:: Problem description ::
Below are the records; copy exactly the stretch from the line containing "Tag a keypoint on every instance of the woman with" through the line containing "Tag a keypoint on every instance of the group", both ends included, and nothing else.
::: Data for this exercise :::
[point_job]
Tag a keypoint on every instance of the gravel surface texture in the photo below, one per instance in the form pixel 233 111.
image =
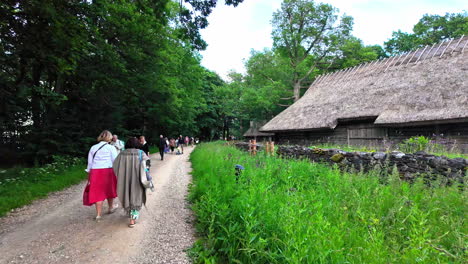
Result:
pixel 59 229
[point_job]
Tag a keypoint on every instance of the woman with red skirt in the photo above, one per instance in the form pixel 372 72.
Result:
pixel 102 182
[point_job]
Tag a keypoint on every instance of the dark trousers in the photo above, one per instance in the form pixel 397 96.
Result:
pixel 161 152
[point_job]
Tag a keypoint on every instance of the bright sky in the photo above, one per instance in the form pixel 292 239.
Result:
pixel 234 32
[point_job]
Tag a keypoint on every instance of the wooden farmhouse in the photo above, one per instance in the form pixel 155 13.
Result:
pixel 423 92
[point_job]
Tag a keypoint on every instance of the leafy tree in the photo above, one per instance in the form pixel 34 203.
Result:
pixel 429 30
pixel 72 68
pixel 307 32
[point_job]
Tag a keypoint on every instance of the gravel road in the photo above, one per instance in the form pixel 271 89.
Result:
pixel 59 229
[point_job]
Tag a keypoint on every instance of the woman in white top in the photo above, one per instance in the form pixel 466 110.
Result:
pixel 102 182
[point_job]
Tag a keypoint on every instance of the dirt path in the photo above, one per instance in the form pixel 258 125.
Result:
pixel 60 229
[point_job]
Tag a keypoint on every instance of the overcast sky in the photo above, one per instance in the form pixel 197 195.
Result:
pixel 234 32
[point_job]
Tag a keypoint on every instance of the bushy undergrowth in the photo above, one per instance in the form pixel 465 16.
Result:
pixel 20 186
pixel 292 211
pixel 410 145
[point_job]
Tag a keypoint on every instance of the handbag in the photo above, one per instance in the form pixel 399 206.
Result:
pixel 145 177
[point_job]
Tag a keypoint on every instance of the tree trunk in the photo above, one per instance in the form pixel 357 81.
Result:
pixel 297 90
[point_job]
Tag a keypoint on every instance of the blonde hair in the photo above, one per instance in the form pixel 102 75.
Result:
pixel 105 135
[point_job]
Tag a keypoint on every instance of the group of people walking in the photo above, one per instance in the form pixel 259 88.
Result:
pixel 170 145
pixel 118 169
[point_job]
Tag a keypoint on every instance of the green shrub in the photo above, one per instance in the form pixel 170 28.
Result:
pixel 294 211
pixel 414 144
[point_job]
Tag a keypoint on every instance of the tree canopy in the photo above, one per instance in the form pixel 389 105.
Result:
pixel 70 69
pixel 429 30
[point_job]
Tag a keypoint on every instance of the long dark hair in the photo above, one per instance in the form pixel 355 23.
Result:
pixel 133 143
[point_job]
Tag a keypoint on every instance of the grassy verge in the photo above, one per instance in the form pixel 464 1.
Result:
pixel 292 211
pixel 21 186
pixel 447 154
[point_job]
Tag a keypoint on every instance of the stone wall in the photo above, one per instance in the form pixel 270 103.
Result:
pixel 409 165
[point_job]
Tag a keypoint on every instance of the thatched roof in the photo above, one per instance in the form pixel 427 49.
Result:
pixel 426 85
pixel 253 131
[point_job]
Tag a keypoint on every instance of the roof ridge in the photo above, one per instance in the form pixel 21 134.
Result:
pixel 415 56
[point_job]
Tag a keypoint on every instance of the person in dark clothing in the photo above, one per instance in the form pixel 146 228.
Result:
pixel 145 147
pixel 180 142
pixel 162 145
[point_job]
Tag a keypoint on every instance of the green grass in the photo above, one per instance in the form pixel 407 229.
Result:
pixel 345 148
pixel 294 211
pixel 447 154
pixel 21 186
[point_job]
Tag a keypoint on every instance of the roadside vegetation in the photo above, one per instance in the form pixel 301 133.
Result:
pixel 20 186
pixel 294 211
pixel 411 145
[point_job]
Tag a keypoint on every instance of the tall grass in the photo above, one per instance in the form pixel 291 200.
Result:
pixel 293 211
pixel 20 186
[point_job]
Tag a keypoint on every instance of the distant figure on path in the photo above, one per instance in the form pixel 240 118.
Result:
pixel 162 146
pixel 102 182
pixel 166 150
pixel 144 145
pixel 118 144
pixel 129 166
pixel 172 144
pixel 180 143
:::
:: Answer area ::
Tag a keypoint on every instance of the woman with red skirt in the photo above, one per instance in the form pixel 372 72.
Result:
pixel 102 182
[point_job]
Tag a keypoint on every instance of the dark trousers in the photo above, one per instance in the form pixel 397 96.
Result:
pixel 161 152
[point_job]
Tag a keypoint on every instance of the bright sky in the photo above, one per instance in the form pixel 292 239.
Result:
pixel 234 32
[point_job]
Tag a keypoint on every instance of the wooden farmhouse in the photo above, one per instance in the form pixel 155 13.
Result:
pixel 423 92
[point_job]
Tag a keypoint on every instance of the leafy tree in the photo above, one per instance in the form pixel 34 203.
Result:
pixel 429 30
pixel 72 68
pixel 307 32
[point_job]
Tag a keypoint on every instance of the gravel road in the photo above, one per instance in the form pixel 271 89.
Result:
pixel 59 229
[point_job]
Tag a keypoint on every instance of the woman in white top in the photo above, one per instance in the form pixel 466 110.
Result:
pixel 102 182
[point_job]
Tag a keypoint on every instance of the dirt path in the photo above, one per instance in the form pixel 258 125.
Result:
pixel 60 229
[point_job]
Tag a keypoint on every instance of the overcast sky in the photo above, one per instance in the form pixel 197 195.
Result:
pixel 234 32
[point_job]
Tag a keypoint on every instance of the bushy undergrowth in the photo above, one per instance in the form pixel 465 16.
Result:
pixel 20 186
pixel 292 211
pixel 410 145
[point_job]
Tag a keypoint on every instance of the handbag in the photo above, one per instance in the form pixel 399 206.
Result:
pixel 145 177
[point_job]
Tag a keypoint on every instance of the tree trunk in the photo above, one per instance in the form pixel 357 81.
Result:
pixel 297 90
[point_job]
Tag a keypoint on every instance of the blonde hair in the photo above, one per instance in the form pixel 102 75.
Result:
pixel 105 135
[point_job]
Tag a keypoint on every instance of the group of people walking in the photo above, one per instance in the form pixel 259 88.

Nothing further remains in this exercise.